Travail demandé – Extrayez intégralement le texte sur la polémique du Week-end belge de Trèbes, en conservant chaque mot et chaque signe.

Texte de lecture –
* * *
Thierry Fiorilli

Stéphane Pauwels, Le Vif et le 21 juillet à Trèbes : comment la fête nationale a viré à l’outrage collectif

Thierry Fiorilli Journaliste

Ce devait être une joyeuse initiative locale. C’est devenu une invraisemblable polémique franco-belge. Début du mois, nous annoncions que Stéphane Pauwels, consultant sportif et animateur radio et télé, animerait à Trèbes, dans l’Aude, l’une des festivités du  » Week-end belge  » organisé là-bas les 20 et 21 juillet prochains. La publication de cette information a mené à l’annulation de l’événement, que soutenait notamment la Ville de Bruxelles. A un déchaînement d’insultes et de menaces, à vomir, contre l’auteure de l’article, Rosanne Mathot. Voici pourquoi on en est-on arrivé là. Et comment il est impératif d’en sortir.

Mardi 2 juillet

Autour de midi, Rosanne Mathot signale à la rédaction du Vif/L’Express qu’elle assiste à un déjeuner de presse, quelque part dans le sud de la France, auquel plusieurs journalistes français ont été conviés par les organisateurs du Week-end belge de Trèbes. Ce jour-là, c’est le menu des activités de ce week-end de fête nationale (les 20 et 21 juillet) qui est présenté aux médias. Notamment une course/ballade mi-cycliste mi oenologique (la Fons De Wolf, du nom de l’ancien coureur belge, vainqueur notamment du Tour de Lombardie 1980 et de Milan-San Remo 1981). Et un bal populaire au Moulin, tenu par Pascal Ledroit, Belge lui aussi et ancien chef en second de chez Bruneau, à Bruxelles.
* * *
Jeu de données –
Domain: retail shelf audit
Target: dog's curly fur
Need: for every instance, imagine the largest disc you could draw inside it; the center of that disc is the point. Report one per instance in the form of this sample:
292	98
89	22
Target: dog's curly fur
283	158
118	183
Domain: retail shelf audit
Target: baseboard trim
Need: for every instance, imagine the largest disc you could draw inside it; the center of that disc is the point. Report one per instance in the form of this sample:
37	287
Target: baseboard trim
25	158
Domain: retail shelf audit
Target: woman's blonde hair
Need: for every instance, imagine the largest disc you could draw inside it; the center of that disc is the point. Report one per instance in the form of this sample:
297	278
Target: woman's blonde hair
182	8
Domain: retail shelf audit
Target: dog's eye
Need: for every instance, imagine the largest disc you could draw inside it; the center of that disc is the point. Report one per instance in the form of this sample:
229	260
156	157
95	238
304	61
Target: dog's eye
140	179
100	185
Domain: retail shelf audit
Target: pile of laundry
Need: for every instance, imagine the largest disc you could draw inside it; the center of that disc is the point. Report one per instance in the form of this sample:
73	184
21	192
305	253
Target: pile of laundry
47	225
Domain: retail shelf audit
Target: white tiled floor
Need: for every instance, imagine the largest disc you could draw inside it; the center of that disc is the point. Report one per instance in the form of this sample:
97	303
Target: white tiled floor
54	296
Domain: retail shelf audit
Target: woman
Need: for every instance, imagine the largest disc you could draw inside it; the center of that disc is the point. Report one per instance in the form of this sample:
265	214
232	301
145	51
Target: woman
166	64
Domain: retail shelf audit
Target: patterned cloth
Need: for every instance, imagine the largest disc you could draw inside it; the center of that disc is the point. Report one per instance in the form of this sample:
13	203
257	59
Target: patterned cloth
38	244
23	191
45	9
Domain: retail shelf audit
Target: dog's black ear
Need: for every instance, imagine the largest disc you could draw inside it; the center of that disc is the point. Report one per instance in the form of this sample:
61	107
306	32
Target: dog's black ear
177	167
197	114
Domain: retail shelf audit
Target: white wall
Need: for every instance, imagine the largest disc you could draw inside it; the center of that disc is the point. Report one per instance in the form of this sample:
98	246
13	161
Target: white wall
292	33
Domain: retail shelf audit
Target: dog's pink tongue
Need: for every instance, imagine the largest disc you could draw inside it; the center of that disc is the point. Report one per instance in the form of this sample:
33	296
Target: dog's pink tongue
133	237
* * *
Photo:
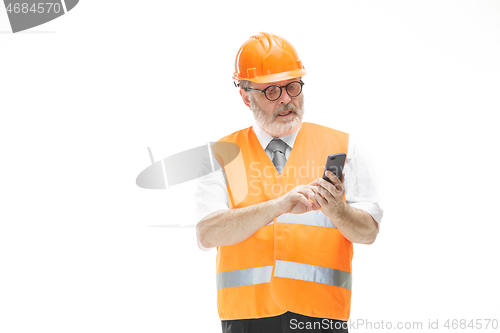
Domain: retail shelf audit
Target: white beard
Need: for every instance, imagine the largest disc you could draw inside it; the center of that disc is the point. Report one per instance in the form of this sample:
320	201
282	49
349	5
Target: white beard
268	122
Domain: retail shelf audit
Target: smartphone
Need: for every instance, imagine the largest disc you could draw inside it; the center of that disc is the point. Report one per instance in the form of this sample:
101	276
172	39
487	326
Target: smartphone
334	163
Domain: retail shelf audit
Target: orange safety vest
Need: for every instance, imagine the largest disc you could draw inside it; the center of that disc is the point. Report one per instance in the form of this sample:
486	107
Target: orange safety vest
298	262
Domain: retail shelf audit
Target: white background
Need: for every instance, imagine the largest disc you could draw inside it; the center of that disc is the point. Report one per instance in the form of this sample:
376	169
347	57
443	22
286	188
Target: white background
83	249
* * *
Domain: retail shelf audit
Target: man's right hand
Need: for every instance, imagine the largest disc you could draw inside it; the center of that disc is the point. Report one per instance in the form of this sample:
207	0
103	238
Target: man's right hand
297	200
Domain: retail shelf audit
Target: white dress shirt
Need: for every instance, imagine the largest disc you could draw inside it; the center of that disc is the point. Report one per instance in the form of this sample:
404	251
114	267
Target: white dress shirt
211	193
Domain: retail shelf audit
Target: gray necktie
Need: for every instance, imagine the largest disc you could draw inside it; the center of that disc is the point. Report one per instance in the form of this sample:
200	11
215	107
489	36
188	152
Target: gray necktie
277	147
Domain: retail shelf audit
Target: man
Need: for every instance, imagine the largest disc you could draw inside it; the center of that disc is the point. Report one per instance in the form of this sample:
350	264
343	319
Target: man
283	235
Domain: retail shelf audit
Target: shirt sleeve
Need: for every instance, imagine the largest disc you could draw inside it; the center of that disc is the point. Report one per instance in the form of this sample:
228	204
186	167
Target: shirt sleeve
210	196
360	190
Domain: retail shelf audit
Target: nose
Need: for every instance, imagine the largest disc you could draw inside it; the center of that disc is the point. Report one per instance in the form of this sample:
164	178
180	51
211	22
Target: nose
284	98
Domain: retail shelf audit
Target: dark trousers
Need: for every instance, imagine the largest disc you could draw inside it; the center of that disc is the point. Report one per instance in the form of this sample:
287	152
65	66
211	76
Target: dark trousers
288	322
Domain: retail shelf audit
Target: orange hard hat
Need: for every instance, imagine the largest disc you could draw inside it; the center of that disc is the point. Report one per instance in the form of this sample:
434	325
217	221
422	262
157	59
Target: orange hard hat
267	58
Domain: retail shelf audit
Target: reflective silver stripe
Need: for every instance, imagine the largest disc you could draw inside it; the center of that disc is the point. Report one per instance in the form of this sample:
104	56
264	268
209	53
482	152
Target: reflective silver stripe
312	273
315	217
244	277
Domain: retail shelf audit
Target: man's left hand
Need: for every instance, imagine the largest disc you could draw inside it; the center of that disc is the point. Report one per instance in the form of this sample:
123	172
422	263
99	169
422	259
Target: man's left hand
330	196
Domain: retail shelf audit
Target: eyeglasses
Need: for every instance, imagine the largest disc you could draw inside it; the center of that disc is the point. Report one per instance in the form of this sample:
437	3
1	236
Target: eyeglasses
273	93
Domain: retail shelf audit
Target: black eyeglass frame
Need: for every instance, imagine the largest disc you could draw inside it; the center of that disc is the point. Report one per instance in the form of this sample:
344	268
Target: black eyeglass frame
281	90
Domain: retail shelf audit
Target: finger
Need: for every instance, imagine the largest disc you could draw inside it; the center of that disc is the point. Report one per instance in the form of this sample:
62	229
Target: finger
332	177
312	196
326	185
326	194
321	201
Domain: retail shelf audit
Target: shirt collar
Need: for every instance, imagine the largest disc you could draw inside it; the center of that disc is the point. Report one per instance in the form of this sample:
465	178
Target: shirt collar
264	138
* * *
Corrigé –
Thierry Fiorilli

Stéphane Pauwels, Le Vif et le 21 juillet à Trèbes : comment la fête nationale a viré à l’outrage collectif

Thierry Fiorilli Journaliste

Ce devait être une joyeuse initiative locale. C’est devenu une invraisemblable polémique franco-belge. Début du mois, nous annoncions que Stéphane Pauwels, consultant sportif et animateur radio et télé, animerait à Trèbes, dans l’Aude, l’une des festivités du  » Week-end belge  » organisé là-bas les 20 et 21 juillet prochains. La publication de cette information a mené à l’annulation de l’événement, que soutenait notamment la Ville de Bruxelles. A un déchaînement d’insultes et de menaces, à vomir, contre l’auteure de l’article, Rosanne Mathot. Voici pourquoi on en est-on arrivé là. Et comment il est impératif d’en sortir.

Mardi 2 juillet

Autour de midi, Rosanne Mathot signale à la rédaction du Vif/L’Express qu’elle assiste à un déjeuner de presse, quelque part dans le sud de la France, auquel plusieurs journalistes français ont été conviés par les organisateurs du Week-end belge de Trèbes. Ce jour-là, c’est le menu des activités de ce week-end de fête nationale (les 20 et 21 juillet) qui est présenté aux médias. Notamment une course/ballade mi-cycliste mi oenologique (la Fons De Wolf, du nom de l’ancien coureur belge, vainqueur notamment du Tour de Lombardie 1980 et de Milan-San Remo 1981). Et un bal populaire au Moulin, tenu par Pascal Ledroit, Belge lui aussi et ancien chef en second de chez Bruneau, à Bruxelles.